**WHAT IS BEING ASKED**
Return every line of the listing below that contains the word "gray", copying each line in full.

--- Start of RECORDS FOR PROCESSING ---

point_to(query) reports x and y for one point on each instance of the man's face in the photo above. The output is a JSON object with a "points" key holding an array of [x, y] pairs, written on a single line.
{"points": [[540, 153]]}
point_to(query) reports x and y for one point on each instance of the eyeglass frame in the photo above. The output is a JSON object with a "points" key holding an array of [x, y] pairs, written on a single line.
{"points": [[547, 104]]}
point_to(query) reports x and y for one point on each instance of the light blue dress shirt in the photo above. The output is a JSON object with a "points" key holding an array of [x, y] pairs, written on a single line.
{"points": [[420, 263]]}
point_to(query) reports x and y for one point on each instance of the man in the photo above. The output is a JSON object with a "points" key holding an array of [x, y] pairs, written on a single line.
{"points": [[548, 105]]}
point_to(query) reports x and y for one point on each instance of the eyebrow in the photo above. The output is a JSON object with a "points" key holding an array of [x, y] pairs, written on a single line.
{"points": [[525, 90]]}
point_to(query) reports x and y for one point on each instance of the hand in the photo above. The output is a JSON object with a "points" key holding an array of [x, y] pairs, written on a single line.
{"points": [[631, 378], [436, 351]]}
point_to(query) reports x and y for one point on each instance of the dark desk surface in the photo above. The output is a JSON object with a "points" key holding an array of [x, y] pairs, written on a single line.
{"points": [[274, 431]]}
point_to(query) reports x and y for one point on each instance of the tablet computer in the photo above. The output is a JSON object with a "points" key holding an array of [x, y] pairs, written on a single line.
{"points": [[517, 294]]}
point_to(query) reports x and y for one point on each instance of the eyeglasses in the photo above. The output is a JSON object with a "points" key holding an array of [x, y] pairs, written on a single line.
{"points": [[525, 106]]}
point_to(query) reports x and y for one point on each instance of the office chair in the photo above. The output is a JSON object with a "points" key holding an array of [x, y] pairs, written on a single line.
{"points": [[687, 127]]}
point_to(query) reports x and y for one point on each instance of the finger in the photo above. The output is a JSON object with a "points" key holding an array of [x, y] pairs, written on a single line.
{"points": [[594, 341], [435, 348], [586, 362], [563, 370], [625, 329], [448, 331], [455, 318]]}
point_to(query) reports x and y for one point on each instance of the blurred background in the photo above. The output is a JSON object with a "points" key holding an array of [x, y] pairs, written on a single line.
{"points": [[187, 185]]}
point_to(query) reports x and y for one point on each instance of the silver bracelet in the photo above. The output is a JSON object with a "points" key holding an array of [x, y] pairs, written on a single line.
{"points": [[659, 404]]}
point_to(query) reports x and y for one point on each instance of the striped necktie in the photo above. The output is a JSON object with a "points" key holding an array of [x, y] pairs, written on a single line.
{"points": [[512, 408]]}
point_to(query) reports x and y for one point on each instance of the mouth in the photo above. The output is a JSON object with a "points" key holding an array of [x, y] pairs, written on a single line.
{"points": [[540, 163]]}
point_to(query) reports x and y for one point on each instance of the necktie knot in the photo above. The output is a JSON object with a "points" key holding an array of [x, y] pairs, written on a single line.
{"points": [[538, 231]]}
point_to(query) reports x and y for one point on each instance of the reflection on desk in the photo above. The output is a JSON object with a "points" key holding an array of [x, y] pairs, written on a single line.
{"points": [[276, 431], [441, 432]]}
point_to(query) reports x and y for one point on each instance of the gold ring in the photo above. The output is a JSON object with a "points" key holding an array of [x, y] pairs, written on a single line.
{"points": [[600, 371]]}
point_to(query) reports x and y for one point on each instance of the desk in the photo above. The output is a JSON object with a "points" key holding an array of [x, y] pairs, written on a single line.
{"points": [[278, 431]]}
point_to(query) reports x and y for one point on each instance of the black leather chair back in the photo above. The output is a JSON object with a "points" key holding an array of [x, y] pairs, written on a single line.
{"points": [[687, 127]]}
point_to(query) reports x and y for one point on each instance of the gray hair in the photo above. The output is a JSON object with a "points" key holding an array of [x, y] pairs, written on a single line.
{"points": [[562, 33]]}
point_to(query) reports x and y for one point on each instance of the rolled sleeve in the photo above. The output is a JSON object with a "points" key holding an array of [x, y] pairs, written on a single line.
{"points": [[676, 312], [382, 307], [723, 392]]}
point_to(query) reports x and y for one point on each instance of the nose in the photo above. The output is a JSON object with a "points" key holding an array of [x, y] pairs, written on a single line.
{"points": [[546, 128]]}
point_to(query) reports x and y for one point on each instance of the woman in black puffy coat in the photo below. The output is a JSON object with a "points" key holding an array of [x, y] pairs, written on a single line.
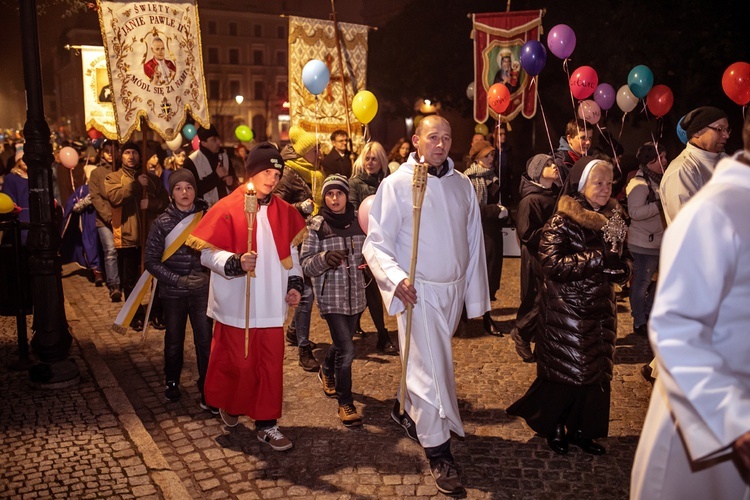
{"points": [[569, 400]]}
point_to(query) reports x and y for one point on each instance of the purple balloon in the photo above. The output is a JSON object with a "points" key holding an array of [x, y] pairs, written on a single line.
{"points": [[605, 96], [533, 57], [561, 41]]}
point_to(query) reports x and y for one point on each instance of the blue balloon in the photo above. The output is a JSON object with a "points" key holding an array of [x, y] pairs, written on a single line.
{"points": [[681, 132], [189, 131], [640, 81], [315, 76], [533, 57]]}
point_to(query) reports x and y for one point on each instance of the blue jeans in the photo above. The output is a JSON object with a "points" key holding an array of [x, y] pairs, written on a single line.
{"points": [[644, 267], [301, 319], [341, 354], [107, 239], [176, 313]]}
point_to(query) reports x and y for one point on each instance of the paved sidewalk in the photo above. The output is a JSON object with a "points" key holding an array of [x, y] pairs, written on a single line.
{"points": [[114, 435]]}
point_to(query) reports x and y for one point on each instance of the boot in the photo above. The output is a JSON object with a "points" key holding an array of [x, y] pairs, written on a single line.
{"points": [[557, 441], [306, 359], [490, 326]]}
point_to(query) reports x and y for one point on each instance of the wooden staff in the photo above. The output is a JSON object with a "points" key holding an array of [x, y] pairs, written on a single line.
{"points": [[251, 208], [418, 188]]}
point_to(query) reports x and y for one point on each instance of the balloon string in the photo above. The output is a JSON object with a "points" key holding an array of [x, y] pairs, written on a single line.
{"points": [[544, 117]]}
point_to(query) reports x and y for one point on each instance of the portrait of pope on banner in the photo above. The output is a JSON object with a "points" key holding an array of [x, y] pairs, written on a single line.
{"points": [[159, 69]]}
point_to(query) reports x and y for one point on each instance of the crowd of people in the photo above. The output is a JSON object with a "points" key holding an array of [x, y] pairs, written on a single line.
{"points": [[234, 242]]}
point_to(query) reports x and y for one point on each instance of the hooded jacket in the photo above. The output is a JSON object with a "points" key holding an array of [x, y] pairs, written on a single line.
{"points": [[579, 308]]}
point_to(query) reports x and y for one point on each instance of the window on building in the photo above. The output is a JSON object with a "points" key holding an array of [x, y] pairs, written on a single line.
{"points": [[258, 93], [213, 89], [234, 56], [281, 58], [213, 55], [234, 88]]}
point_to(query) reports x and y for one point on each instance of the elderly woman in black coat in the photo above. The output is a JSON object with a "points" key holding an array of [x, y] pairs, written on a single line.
{"points": [[580, 252]]}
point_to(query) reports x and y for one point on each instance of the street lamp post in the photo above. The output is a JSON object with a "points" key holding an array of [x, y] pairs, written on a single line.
{"points": [[51, 337]]}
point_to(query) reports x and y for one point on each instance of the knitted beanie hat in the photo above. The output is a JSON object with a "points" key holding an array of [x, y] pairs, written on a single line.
{"points": [[535, 166], [336, 181], [302, 140]]}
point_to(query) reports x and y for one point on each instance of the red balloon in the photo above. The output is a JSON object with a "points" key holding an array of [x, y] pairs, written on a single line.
{"points": [[94, 134], [498, 97], [583, 82], [363, 212], [659, 100], [736, 82]]}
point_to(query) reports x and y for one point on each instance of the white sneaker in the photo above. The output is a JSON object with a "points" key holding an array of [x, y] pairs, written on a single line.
{"points": [[274, 438]]}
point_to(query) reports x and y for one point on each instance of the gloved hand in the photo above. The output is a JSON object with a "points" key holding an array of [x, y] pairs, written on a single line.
{"points": [[307, 206], [503, 212], [193, 281], [334, 258]]}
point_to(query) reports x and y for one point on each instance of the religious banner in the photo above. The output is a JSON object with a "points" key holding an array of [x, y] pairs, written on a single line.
{"points": [[97, 92], [155, 65], [498, 38], [316, 39]]}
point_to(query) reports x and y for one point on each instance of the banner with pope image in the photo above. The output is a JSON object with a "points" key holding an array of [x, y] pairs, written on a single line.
{"points": [[498, 38], [97, 92], [155, 65], [316, 39]]}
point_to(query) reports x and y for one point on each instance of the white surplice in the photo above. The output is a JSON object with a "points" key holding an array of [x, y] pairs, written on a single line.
{"points": [[451, 270], [700, 332]]}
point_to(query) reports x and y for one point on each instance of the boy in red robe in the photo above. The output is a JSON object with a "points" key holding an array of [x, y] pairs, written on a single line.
{"points": [[252, 385]]}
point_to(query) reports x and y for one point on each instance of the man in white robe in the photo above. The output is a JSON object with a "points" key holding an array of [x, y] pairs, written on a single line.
{"points": [[451, 271], [696, 438]]}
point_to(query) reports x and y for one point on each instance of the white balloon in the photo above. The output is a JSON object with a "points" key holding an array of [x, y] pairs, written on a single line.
{"points": [[175, 143]]}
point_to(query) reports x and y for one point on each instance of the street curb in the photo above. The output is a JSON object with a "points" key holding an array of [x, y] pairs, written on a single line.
{"points": [[158, 468]]}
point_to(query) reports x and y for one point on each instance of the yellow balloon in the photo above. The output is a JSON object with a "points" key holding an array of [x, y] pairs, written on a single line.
{"points": [[365, 106], [481, 128], [6, 204]]}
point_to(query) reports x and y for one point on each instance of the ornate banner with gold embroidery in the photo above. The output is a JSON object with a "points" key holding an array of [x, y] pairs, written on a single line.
{"points": [[155, 64], [498, 38], [97, 92], [316, 39]]}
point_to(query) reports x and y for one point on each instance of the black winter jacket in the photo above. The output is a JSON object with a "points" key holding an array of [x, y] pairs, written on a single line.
{"points": [[181, 263], [579, 308]]}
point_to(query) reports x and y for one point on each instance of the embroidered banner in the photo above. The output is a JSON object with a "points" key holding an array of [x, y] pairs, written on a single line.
{"points": [[155, 64], [498, 38], [316, 39], [97, 92]]}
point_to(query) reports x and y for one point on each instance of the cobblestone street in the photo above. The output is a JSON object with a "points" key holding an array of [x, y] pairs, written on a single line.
{"points": [[114, 435]]}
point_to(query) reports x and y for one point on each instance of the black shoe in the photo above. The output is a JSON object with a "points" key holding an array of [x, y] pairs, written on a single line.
{"points": [[405, 421], [205, 406], [306, 359], [587, 444], [558, 441], [446, 479], [490, 326], [172, 392], [385, 346], [523, 348], [156, 324], [291, 337]]}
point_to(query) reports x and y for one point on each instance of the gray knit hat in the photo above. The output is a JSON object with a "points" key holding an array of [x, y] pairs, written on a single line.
{"points": [[535, 166]]}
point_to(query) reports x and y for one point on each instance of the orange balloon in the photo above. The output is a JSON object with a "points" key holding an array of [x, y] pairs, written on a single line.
{"points": [[498, 98]]}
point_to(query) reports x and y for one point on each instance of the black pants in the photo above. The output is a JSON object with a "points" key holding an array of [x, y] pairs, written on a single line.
{"points": [[176, 313]]}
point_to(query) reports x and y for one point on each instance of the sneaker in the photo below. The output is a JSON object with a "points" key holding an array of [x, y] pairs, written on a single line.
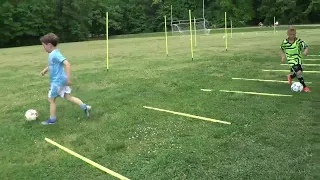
{"points": [[289, 79], [86, 111], [50, 121], [306, 89]]}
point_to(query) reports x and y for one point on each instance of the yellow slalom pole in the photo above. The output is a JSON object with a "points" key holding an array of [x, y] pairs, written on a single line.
{"points": [[195, 32], [225, 28], [107, 39], [231, 28], [274, 25], [166, 33], [191, 35]]}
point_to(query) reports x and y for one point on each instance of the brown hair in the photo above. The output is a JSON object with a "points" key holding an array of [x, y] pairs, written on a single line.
{"points": [[291, 29], [50, 38]]}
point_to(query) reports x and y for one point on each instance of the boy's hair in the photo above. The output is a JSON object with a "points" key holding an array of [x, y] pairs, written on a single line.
{"points": [[50, 38], [291, 29]]}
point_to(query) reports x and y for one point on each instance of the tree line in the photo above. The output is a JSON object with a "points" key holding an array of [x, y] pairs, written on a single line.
{"points": [[23, 22]]}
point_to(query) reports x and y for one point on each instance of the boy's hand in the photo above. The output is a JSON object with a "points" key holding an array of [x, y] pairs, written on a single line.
{"points": [[43, 72], [68, 82]]}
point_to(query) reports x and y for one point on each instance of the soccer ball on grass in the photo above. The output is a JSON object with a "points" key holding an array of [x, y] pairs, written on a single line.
{"points": [[31, 115], [296, 87]]}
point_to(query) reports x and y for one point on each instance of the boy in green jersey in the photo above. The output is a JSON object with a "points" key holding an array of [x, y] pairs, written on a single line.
{"points": [[292, 50]]}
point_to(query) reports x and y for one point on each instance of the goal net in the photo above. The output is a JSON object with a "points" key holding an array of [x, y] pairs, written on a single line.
{"points": [[182, 27]]}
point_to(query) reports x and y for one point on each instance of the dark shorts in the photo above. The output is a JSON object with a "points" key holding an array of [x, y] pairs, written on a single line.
{"points": [[296, 68]]}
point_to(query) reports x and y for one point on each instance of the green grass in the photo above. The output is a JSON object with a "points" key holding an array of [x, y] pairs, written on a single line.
{"points": [[269, 138]]}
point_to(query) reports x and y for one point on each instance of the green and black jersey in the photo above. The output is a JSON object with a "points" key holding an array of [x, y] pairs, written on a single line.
{"points": [[293, 50]]}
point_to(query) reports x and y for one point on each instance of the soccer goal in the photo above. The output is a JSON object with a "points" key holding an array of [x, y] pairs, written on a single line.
{"points": [[182, 27]]}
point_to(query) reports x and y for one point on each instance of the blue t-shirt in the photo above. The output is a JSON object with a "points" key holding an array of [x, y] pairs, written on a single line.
{"points": [[56, 68]]}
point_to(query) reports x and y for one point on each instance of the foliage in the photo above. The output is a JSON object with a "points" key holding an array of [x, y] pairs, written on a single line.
{"points": [[23, 22]]}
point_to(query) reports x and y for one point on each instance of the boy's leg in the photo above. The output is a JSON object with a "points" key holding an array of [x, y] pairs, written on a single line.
{"points": [[298, 71], [291, 76], [52, 100]]}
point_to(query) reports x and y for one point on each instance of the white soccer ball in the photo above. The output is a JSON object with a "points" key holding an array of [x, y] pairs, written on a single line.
{"points": [[31, 115], [296, 87]]}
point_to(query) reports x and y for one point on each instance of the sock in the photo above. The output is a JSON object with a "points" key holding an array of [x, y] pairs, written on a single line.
{"points": [[83, 106], [302, 82]]}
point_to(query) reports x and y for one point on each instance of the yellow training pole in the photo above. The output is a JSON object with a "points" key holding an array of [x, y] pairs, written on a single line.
{"points": [[191, 35], [274, 25], [225, 28], [96, 165], [166, 34], [231, 28], [195, 32], [107, 39]]}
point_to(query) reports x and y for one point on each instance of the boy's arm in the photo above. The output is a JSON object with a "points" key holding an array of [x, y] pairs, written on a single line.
{"points": [[67, 67], [283, 54], [44, 71], [305, 47]]}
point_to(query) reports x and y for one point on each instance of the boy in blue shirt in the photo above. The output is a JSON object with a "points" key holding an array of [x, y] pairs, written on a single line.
{"points": [[60, 77]]}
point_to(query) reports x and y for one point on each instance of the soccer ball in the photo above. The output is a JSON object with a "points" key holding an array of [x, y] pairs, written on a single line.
{"points": [[296, 87], [31, 115]]}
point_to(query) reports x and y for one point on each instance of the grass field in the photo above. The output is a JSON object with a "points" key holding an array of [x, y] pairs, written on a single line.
{"points": [[268, 138]]}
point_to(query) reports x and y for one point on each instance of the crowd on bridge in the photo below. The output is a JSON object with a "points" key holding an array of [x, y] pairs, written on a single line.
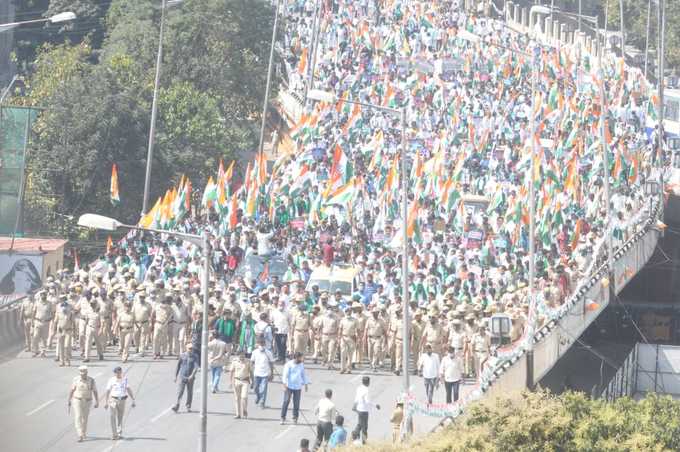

--- End of RECORDS FOR PROCESSING ---

**THE OUTPUT**
point_to(query) reports x and y for one point on each instance of the gray hair in the photo above. The output is a JSON object with a "points" key holding an array of [x, y] pairs, written on a single line.
point_to(query) reports x and y for one point on each instance of the gray knit hat in the photo above. The output is a JSON object with a "points" key holding an array of [x, y] pairs, written on a single line.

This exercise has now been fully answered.